__Aim__
Copy these lines word for word.

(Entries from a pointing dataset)
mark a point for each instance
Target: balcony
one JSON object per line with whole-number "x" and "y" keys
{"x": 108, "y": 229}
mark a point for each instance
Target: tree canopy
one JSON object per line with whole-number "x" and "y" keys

__Output below__
mark a point for each instance
Target: balcony
one JSON object per line with whole-number "x" and "y" keys
{"x": 108, "y": 229}
mark a point for each instance
Target: tree canopy
one JSON object per line with whole-number "x" and "y" keys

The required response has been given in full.